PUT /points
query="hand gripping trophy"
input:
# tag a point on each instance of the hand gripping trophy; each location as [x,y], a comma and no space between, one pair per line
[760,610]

**Exercise brief**: Put every line of the records above into a numbered list, skipping any blank lines.

**Task result**:
1. PUT /points
2. query="hand gripping trophy"
3. input:
4. # tag a point on each instance of the hand gripping trophy; each location as [x,y], a comma and no space between, one pair per line
5. [760,610]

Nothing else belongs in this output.